• EXERCISE GOAL
Your task is to print each record exactly as it reads.

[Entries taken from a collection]

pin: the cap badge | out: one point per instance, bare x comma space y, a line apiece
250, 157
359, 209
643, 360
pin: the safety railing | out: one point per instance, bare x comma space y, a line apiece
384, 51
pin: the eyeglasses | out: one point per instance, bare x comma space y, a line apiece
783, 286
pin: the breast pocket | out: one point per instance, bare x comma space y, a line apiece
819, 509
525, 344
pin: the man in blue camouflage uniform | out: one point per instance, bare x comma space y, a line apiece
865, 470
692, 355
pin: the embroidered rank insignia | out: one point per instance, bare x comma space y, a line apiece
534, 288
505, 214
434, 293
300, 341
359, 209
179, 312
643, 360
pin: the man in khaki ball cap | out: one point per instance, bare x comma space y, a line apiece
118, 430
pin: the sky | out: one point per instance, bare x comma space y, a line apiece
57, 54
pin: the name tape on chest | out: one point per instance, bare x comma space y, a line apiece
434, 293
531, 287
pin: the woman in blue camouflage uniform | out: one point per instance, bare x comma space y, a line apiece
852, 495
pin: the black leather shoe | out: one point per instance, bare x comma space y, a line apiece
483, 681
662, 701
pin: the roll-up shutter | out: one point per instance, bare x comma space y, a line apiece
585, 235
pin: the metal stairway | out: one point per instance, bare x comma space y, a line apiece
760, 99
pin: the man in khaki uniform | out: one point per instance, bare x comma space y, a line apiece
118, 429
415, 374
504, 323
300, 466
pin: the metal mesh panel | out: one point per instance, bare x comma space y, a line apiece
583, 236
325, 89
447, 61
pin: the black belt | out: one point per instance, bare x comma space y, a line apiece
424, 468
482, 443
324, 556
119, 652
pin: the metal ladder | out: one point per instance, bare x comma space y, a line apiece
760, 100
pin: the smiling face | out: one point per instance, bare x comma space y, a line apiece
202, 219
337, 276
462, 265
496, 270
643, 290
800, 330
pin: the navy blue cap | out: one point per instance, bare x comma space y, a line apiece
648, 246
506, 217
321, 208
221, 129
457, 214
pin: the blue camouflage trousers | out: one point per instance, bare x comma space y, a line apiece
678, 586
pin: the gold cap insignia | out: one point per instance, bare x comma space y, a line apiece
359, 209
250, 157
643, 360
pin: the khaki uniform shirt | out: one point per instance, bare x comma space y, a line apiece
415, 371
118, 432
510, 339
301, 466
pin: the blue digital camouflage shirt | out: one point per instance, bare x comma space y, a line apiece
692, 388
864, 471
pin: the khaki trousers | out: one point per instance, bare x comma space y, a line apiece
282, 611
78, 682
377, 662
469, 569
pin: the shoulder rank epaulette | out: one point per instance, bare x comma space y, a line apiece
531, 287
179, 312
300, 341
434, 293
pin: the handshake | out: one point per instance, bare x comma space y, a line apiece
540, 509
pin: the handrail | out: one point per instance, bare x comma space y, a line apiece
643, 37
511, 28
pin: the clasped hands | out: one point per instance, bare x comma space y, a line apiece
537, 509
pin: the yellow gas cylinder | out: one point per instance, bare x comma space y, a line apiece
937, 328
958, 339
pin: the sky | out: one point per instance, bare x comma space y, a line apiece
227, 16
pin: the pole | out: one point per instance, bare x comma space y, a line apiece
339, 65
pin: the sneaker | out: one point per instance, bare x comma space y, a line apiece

• TASK ANSWER
pin: the cap badge | out: one point per instance, bare x comma space y, a line apiece
250, 157
359, 209
643, 360
pin: the safety railing | out: one point per instance, bare x comma space y, a line apiece
384, 51
pin: the eyeglasses | out: one point per instance, bare x comma space y, a line apiece
783, 286
pin: the breast pocket | out: one point per instance, bare x comma space y, a line apiece
819, 509
525, 344
pin: the man in blue camouflage uniform | out: one point per instance, bare x comma space y, a line apiece
865, 470
692, 355
pin: the embroidered rank insignia | out: one point per instance, bare x comma space y, a line apiece
534, 288
505, 214
434, 293
300, 341
359, 209
179, 312
643, 360
pin: the man in khaki ball cap | out: one point per instance, bare x comma space y, a line apiece
118, 430
pin: the sky | out: one point per instance, bare x comma space y, a line apiece
57, 54
pin: the name tape on chest | out: one point per instance, bare x comma space y, a line apiece
434, 293
531, 287
pin: the woman in blue camouflage uniform | out: one point per instance, bare x comma space y, a line apiece
852, 495
pin: the black leather shoe | out: one point per instance, bare x comma space y, a line apiece
483, 681
662, 701
pin: the roll-up shutter | out: one point per instance, bare x comma space y, a line apiece
585, 235
pin: the metal stairway | out: one point per instance, bare x comma space y, a line apiece
760, 99
pin: the man in khaki uniform | out: one point per instance, bare x comma space y, a line apiece
118, 429
415, 374
504, 323
300, 466
pin: the metal mesh panel | out: one point per instance, bare x comma space y, a line apiece
583, 236
325, 89
447, 61
pin: the black belt | out: one point per instance, bare x comma space y, a line apiece
424, 468
482, 443
324, 556
119, 652
pin: the metal ladder | out: one point per instance, bare x comma space y, a line apiece
760, 100
pin: the smiling face | out: one point per instance, bare x comma space y, a line apiece
202, 219
337, 276
462, 265
496, 270
643, 290
800, 330
pin: the navy blue cap | out: one point per instance, bare x comma space y, a line apiece
648, 246
506, 217
321, 208
221, 129
457, 214
pin: the blue camouflage trousers | out: one point per instance, bare x comma space y, a line apiece
678, 586
pin: the gold cap insignia | out: one point per instance, bare x comma space y, a line apiece
359, 209
250, 157
643, 360
pin: the khaki uniform shirt | out: one point per instance, bare x comma space y, a line apiece
415, 371
118, 432
510, 339
301, 466
pin: the blue digital camouflage shirt | out: one point per instance, bare x comma space y, a line apiece
692, 388
864, 471
pin: the khaki trousers | out: one point per instance, bare x comma space y, a line apiece
282, 611
78, 682
377, 662
469, 569
pin: the shoulder rank epaulette | out: one point per instance, bare x comma space y, a line apiece
531, 287
179, 312
300, 341
434, 293
pin: the handshake | out: one point per instance, bare x comma space y, a line apiece
540, 509
pin: the handrail | out: one point per instance, bare x comma space y, a line apiece
643, 37
511, 28
pin: the clasped hands | out: one point per instance, bare x comma space y, a line apiece
537, 509
pin: the yellow gas cylinder | out: one point per instance, bare x comma space y, a line apiece
937, 328
958, 339
pin: the sky | out: one point per instance, bare x comma space y, a line apiece
227, 16
pin: the pole | out: one point per instance, bare x comma space y, a line apiece
339, 65
pin: the sneaker | out: one point per instance, bare x comma space y, a line apiece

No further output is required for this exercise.